---- Extrait fourni

Au Québec, le gouvernement doit atteindre l’équilibre budgétaire dans une période maximale de cinq ans — c’est la loi —, ce que le ministre Girard s’engage à faire le 31 mars 2030.
Mais mise à part la volonté d’équilibrer le budget du gouvernement, aucune théorie ne justifie cette obligation, fait valoir le professeur Delorme.
«Vous ne trouverez nulle part dans un livre de macroéconomie qu’il faut absolument avoir un déficit zéro, que c’est une règle incontournable, sinon on s’en va en enfer. Le Québec est dogmatique par rapport au déficit zéro», précise-t-il.
Pour atteindre le déficit zéro, le gouvernement a deux choix: augmenter ses revenus (en augmentant les impôts, par exemple) ou diminuer ses dépenses (en diminuant la taille des enveloppes ou en sabrant certains programmes).
Le ministre Girard a opté pour un mélange des deux. D'un côté, il compte imposer une taxe sur les véhicules verts, sur les véhicules de luxe et sur les primes d'assurance. De l’autre, il veut diminuer la croissance des dépenses, notamment en santé et en éducation, et éliminer certains crédits d’impôt peu utilisés.

--------

**Travail demandé**
a) Traduisez en anglais la phrase suivante, tirée de l'extrait sur le budget du Québec : « Pour atteindre le déficit zéro, le gouvernement a deux choix: augmenter ses revenus (en augmentant les impôts, par exemple) ou diminuer ses dépenses (en diminuant la taille des enveloppes ou en sabrant certains programmes). »
b) Recopiez fidèlement, dans l'extrait sur le budget du Québec, le passage qui va de « Mais mise à » jusqu'à « sabrant certains programmes). ».

---- Données enregistrées

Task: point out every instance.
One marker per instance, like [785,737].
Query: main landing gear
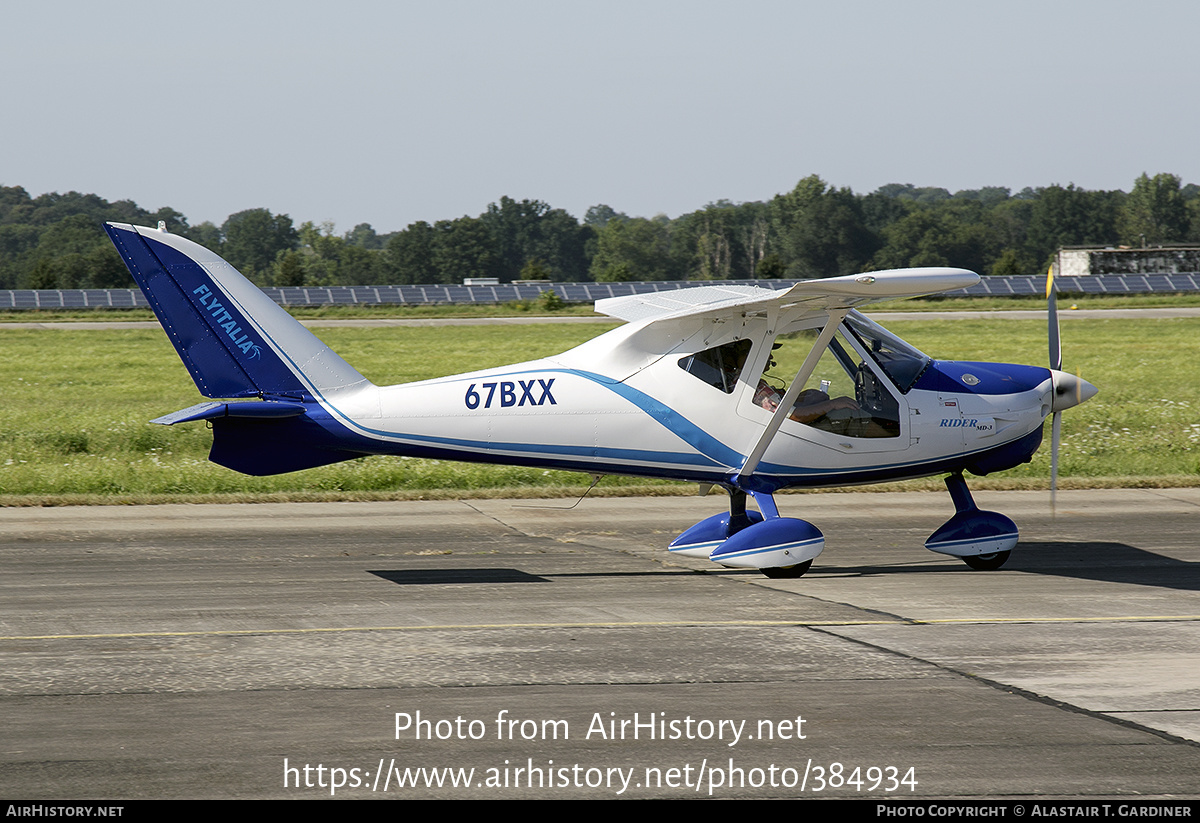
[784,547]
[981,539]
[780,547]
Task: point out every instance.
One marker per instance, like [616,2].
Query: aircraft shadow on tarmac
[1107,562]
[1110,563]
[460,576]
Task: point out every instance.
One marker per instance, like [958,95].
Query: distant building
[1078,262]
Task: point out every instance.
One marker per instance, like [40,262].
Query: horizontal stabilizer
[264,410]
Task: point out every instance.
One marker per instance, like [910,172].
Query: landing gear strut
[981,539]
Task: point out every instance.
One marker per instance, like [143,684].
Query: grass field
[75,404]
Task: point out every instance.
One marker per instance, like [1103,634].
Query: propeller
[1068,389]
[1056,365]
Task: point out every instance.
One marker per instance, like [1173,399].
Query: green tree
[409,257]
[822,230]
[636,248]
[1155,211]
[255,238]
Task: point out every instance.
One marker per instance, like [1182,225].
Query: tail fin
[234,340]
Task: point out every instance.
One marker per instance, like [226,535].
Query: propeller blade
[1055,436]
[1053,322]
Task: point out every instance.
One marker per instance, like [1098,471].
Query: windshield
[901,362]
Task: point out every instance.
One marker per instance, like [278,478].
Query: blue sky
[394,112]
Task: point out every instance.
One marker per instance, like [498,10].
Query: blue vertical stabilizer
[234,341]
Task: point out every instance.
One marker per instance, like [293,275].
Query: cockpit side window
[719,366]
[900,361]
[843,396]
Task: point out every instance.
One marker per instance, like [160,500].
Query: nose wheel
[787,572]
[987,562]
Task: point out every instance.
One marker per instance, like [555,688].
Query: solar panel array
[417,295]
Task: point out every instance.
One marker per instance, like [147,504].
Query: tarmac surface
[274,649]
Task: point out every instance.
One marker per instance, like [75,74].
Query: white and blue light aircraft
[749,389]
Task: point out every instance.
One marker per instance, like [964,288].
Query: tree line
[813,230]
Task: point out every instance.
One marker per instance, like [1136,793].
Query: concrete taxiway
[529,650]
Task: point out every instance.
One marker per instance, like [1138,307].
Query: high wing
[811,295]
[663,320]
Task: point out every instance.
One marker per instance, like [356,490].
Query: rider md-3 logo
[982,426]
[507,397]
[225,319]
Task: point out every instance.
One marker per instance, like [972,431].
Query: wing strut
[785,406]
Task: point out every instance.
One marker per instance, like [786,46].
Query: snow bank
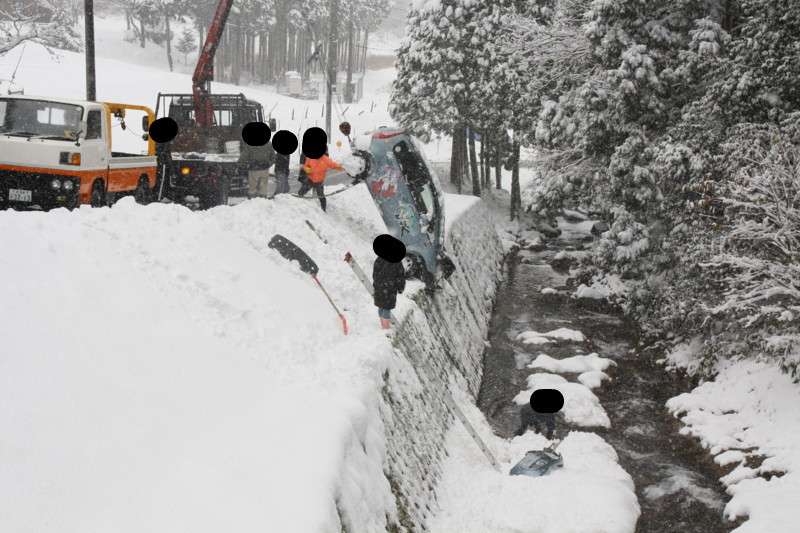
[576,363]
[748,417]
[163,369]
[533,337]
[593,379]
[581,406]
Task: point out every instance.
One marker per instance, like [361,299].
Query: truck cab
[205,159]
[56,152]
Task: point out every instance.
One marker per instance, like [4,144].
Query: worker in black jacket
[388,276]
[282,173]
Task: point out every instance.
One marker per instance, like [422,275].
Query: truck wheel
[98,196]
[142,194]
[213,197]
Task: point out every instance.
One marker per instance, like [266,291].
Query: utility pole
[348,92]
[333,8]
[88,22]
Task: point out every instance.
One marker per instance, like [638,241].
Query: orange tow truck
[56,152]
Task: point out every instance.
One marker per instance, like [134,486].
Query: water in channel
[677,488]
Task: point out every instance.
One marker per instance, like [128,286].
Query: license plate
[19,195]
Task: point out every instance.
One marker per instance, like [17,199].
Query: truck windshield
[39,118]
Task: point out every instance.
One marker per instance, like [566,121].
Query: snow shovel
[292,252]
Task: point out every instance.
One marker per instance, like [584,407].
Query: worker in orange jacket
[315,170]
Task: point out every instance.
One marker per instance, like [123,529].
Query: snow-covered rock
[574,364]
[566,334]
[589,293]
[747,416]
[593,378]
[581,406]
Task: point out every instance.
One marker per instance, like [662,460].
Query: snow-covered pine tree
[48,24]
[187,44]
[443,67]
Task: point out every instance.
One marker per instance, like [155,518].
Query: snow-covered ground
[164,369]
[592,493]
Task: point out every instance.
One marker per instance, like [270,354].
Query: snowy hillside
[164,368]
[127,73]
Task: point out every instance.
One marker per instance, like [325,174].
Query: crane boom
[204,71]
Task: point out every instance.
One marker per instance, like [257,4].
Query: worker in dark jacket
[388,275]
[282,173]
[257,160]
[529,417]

--------

**Réponses par consigne**
a) To reach a zero deficit, the government has two options: increase its revenue (by raising taxes, for example) or reduce its spending (by shrinking budget envelopes or cutting certain programs).

b)
Mais mise à part la volonté d’équilibrer le budget du gouvernement, aucune théorie ne justifie cette obligation, fait valoir le professeur Delorme.
«Vous ne trouverez nulle part dans un livre de macroéconomie qu’il faut absolument avoir un déficit zéro, que c’est une règle incontournable, sinon on s’en va en enfer. Le Québec est dogmatique par rapport au déficit zéro», précise-t-il.
Pour atteindre le déficit zéro, le gouvernement a deux choix: augmenter ses revenus (en augmentant les impôts, par exemple) ou diminuer ses dépenses (en diminuant la taille des enveloppes ou en sabrant certains programmes).